Texto de lectura »
------------------------------------------------

Me lloro

La muerte y yo hicimos un acuerdo: ella no me busca, yo no le huyo… hasta que un día nos crucemos. De ese modo me quedo con la sensación que el fin llegará por casualidad, pero la muerte, esa impostora, sabe que me enredó en un “juego del lenguaje” porque ella y solo ella determinará el lugar y el tiempo de nuestro encuentro.

Como lo hizo primero con José Luís, luego Vitico, Chico, Yira, Sonnia, y ahora el gordo Oviedo; quereres que se me fueron en poco más de un mes. En años recientes fueron Martin, el Chino, Rubén, Luis Facundo, Yeyeto, mamá, el Chemo, Sonia, René, Obner, Elizardo, Elvin, Yeyo, mi padre de crianza, y otros tantos que la memoria del corazón, de tanto dolor, se niega a actualizarse, como para que deje de pensar en mi hermano del alma, Luis Pichardo, al que no tendré nunca con qué retribuirle tanto cariño, y que se me está yendo lentamente en una cama de hospital en Puerto Rico.

Entonces me quedo nostalgiándolos, apegado a sus mejores recuerdos, pretendiendo eludir lo que me pasa con Jacinto, mi queridísimo sobrino-hijo, por años llevando su imagen tatuada en el polo sur de mi congoja, sin la esperanza de terminar algún día con este duelo carcomiéndome este pedazo de madera que me queda por corazón.

Parece que la vida, otra impostora, en este trillo del camino decidió tallarme el alma usando solo los cinceles del sufrimiento y las lágrimas, negándome el derecho de anclaje a los fugases momentos felices que me hacen soportable la existencia. Tal vez por eso, porque el abatimiento es cantera interminable de preguntas ontológicas, instintivamente desecho todas las respuestas que por default tiene la teología, y le tiendo la mano a la filosofía.

Esta vez me hermano con Martin Heidegger y su visión del ser-para- la-muerte, que te hace pensar en ella como la posibilidad de todas las posibilidades; inminente, irrepetible e intransferible, es decir, en cualquier momento llega, solo una vez y me pertenece, nadie podrá morir por mí. Reconocer la finitud del Daseim (llamen a Lusitania Martínez, con mi vulgata no llegaremos lejos) es disipar la angustia que provoca; dejar de eludirla, y asumirla para ponerme en condición de vivir a plenitud, como lo hizo el Gordo Oviedo. El cómo, lo decidirá la ética, pero reconforta saber que del grupo, mi hermano Tony Henríquez, Roberto Santana y Pablo Mackenney, como buenos discípulos del maestro, continuarán la tradición, militando esa especie de doctrina del “hedonismo responsable” que nos legó nuestro comunista de corazón de izquierda y estómago de derecha.

------------------------------------------------

Registros dados »
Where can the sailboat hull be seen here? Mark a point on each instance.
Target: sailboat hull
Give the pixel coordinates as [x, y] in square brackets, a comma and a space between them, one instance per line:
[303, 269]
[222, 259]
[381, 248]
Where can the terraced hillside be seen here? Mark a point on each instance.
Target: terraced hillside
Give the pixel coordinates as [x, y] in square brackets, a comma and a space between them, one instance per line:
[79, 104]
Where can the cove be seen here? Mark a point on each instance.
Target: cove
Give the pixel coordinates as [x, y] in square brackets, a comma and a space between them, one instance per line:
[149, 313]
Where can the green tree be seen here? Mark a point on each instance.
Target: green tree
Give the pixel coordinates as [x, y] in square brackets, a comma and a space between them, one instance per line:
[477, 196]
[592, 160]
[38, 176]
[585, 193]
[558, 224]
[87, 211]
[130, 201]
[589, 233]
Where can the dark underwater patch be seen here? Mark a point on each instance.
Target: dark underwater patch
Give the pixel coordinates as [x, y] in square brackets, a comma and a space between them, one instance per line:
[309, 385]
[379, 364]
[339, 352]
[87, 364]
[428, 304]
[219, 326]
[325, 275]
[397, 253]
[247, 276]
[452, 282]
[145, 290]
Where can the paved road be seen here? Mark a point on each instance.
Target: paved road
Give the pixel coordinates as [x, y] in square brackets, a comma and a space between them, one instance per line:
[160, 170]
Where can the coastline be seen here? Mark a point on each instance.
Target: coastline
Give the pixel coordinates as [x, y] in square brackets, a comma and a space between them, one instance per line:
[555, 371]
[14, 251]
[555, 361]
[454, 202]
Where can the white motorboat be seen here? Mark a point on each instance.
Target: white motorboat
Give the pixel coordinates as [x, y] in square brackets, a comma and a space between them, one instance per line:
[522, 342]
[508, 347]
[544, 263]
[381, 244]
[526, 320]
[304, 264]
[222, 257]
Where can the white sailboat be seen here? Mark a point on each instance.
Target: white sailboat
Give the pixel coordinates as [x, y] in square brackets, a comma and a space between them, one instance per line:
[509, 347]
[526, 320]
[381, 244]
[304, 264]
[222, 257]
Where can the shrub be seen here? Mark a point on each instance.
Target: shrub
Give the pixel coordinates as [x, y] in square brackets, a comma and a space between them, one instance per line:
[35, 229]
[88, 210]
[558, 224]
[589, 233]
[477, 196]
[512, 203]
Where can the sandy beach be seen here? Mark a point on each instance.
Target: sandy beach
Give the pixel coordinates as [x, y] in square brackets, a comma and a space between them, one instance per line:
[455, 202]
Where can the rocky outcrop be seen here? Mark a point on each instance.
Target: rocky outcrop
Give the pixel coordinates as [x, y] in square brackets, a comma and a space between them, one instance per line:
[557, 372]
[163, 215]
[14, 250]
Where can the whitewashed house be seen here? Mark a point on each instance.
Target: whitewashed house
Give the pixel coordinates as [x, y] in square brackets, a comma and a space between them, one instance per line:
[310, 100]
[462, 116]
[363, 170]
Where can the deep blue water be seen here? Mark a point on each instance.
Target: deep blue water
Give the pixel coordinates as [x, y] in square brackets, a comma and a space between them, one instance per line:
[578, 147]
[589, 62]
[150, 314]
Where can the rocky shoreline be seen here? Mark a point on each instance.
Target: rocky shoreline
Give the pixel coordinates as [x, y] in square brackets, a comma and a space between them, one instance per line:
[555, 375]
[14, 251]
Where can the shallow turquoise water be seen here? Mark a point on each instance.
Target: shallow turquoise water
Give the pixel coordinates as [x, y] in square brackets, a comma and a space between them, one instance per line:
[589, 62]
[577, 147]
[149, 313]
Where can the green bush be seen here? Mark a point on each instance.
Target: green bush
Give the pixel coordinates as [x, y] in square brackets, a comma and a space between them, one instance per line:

------------------------------------------------

El problema » Resume el texto de lectura en dos oraciones, por favor. No hace falta consultar los registros.

Respuesta » Quien narra describe un acuerdo con la muerte, que será la única en decidir el lugar y el tiempo del encuentro, y recuerda a los seres queridos que ha perdido, como el gordo Oviedo, mientras Luis Pichardo, su hermano del alma, se le está yendo lentamente en una cama de hospital en Puerto Rico. Ante ese dolor, desecha las respuestas de la teología y se acerca a la visión del ser-para-la-muerte de Martin Heidegger, según la cual reconocer la finitud permite vivir a plenitud, como lo hizo el gordo Oviedo.